→ **ESTRATTO DEL TESTO**
__________
La tela veniva poi annotata nel corpus del Carneo da Aldo Rizzi che ne citava una probabile presenza in Ungheria. La Furlan rilevava come l'opera fosse ispirata ad una versione incisoria del "S. Agostino di Anversa" di Van Dyck e come la "Madonna con bambino" si ritrovasse nelle opere giovanili a lui ascritte. Di recente si possono anche annoverare le pale di S. Vito al Tagliamento (vedi F. Mez) e in collezione privata (vedi G. Ganzer) dove gli assetti cromatici rimandano a quest'opera ben più tarda con anche S. Nicola da Tolentino ed il padre agostiniano probabile committente.
Un'analisi più puntuale e precisa si può ora condurre grazie al ritrovamento e meritorio intervento dell'antiquario Copetti che l'ha restituita al patrimonio cittadino. Anche perché proprio dalla città di Udine era "trasmigrata" quest'opera fondamentale per il percorso artistico del Carneo e precisamente dalla struttura conventuale delle Mantellate ora Caserma di Prampero.
__________
→ **LA RICHIESTA**
Secondo l'estratto sulla tela del Carneo, da quale edificio di Udine proveniva l'opera?
__________
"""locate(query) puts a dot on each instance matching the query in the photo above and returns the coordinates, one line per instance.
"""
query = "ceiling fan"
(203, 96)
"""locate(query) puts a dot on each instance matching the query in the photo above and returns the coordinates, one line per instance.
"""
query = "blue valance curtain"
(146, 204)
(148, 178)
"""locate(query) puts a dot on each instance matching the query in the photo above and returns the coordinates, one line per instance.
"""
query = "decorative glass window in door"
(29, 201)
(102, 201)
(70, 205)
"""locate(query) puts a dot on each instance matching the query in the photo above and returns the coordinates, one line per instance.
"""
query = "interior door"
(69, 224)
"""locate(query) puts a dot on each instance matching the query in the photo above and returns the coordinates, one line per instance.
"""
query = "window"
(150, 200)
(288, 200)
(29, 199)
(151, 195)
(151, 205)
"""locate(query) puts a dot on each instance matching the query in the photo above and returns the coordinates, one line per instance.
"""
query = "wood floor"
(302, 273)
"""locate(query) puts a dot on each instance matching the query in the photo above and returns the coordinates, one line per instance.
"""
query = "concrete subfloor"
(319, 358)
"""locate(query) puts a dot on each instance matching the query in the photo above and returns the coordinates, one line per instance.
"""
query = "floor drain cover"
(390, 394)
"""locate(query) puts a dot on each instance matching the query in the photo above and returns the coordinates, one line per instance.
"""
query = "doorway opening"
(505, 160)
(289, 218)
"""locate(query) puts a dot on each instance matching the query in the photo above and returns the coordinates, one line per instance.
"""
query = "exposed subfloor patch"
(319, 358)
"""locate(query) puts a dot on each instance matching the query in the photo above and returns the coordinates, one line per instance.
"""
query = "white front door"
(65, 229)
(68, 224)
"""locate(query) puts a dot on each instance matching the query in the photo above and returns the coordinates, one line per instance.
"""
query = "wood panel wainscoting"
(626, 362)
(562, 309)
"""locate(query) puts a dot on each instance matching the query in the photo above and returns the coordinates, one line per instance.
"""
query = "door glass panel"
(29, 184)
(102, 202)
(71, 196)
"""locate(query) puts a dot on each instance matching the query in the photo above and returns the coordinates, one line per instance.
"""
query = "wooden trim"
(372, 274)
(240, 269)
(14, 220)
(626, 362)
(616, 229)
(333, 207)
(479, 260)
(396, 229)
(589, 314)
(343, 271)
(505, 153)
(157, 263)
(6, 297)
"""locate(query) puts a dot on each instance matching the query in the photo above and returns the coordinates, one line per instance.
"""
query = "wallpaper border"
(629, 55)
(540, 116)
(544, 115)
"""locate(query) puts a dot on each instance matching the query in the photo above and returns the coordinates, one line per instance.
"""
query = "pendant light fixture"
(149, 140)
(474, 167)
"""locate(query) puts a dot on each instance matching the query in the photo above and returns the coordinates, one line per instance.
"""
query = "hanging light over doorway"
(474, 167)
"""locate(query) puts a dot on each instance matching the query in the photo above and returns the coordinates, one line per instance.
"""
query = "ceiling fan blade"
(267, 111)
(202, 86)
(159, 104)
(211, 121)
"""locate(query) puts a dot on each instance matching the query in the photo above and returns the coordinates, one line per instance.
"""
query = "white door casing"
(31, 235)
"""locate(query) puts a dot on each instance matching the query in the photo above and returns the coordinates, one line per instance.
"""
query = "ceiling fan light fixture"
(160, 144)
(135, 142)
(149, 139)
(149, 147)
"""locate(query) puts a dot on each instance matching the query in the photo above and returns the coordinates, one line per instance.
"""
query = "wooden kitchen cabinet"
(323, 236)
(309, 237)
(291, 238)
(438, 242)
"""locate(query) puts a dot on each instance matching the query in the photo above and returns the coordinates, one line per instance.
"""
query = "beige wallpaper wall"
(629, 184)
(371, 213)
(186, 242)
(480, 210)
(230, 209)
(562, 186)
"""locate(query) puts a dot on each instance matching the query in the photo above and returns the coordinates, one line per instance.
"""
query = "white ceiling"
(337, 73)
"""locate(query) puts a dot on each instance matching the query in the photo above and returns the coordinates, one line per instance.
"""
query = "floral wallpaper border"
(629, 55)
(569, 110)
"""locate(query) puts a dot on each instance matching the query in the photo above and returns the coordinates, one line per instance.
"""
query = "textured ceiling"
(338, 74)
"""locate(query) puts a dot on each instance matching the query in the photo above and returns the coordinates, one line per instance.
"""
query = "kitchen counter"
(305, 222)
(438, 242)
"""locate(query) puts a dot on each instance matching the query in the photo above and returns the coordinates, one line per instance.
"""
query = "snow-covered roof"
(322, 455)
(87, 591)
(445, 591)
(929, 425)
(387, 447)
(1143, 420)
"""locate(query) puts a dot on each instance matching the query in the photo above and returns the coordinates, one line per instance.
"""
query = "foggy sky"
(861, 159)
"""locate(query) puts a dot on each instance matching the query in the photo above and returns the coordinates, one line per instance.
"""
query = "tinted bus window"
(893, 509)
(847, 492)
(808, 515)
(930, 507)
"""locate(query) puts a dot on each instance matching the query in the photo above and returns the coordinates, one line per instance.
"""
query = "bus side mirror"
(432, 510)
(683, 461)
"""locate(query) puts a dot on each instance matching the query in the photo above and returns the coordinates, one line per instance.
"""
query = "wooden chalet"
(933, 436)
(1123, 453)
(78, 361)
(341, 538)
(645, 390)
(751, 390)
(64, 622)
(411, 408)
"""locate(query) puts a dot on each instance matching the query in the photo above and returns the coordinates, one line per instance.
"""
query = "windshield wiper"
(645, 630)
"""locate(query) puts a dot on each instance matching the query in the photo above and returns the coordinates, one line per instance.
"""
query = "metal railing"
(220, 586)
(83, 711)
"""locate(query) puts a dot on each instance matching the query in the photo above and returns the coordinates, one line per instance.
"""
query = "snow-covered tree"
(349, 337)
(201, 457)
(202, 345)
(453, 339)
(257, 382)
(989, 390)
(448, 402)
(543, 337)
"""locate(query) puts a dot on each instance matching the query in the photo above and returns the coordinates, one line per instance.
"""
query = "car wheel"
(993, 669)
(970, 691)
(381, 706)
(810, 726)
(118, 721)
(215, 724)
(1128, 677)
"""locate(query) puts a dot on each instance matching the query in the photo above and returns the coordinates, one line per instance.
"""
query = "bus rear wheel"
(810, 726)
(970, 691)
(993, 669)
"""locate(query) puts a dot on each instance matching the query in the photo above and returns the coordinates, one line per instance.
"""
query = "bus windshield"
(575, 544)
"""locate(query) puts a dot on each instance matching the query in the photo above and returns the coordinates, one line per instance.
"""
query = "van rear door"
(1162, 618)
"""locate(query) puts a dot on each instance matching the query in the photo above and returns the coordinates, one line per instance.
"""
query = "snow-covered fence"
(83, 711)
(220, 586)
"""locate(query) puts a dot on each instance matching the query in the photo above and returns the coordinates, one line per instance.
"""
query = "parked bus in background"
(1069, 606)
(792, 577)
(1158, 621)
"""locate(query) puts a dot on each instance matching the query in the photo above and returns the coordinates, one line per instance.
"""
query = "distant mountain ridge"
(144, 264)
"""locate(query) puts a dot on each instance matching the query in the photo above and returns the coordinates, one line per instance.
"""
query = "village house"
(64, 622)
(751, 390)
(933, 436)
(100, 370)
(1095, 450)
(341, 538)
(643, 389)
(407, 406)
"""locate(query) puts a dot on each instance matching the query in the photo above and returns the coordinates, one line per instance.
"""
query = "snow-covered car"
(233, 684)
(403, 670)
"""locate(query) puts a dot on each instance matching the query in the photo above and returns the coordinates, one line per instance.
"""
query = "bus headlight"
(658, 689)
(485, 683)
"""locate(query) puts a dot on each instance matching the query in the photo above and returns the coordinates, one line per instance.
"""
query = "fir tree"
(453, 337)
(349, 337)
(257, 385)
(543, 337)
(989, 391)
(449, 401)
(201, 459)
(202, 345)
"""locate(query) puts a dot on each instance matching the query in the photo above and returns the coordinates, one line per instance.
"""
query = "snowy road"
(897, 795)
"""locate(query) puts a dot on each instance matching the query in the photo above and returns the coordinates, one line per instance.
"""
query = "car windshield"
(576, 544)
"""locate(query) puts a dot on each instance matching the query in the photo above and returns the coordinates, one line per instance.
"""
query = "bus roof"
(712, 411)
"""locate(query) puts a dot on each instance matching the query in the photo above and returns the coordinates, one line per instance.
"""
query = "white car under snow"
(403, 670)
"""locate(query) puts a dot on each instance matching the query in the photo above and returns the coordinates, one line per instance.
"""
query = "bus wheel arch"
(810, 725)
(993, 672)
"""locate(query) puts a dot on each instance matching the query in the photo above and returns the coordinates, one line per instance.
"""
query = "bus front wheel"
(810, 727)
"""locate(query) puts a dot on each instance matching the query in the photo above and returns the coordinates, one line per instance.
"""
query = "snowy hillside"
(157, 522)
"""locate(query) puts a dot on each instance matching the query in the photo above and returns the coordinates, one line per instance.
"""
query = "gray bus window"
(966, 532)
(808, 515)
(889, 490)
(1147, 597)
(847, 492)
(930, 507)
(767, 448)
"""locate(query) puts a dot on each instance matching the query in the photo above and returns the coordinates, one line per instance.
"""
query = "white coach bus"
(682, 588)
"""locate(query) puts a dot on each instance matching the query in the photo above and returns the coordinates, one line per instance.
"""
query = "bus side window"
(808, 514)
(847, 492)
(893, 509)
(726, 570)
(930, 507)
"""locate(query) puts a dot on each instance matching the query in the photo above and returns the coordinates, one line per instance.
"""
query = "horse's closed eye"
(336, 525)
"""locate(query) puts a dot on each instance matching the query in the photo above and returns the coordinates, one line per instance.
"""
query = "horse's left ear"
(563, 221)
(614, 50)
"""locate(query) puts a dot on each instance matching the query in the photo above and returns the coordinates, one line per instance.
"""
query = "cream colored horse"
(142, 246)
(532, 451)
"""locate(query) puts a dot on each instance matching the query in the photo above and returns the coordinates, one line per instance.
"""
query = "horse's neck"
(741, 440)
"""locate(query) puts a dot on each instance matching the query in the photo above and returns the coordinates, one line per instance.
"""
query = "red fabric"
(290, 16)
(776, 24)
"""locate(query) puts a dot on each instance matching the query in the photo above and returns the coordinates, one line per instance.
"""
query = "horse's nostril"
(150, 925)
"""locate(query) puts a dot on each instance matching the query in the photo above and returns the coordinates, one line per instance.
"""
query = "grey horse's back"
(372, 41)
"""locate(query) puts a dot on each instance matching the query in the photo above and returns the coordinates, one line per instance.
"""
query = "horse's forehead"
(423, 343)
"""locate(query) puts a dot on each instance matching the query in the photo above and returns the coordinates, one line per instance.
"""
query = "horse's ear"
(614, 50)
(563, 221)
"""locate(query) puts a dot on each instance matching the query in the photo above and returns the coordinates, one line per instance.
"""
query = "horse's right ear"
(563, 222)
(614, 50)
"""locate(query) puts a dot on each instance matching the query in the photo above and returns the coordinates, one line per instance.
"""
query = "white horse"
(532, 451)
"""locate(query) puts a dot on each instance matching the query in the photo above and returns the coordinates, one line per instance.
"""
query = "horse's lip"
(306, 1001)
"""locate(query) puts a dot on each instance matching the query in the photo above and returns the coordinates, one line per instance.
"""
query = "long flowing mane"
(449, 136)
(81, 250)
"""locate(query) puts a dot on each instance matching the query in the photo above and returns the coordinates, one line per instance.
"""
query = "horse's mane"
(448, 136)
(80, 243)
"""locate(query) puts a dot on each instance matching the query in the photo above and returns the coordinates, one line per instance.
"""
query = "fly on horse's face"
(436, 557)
__________
→ **SOLUZIONE SCRITTA**
Dalla struttura conventuale delle Mantellate, ora Caserma di Prampero.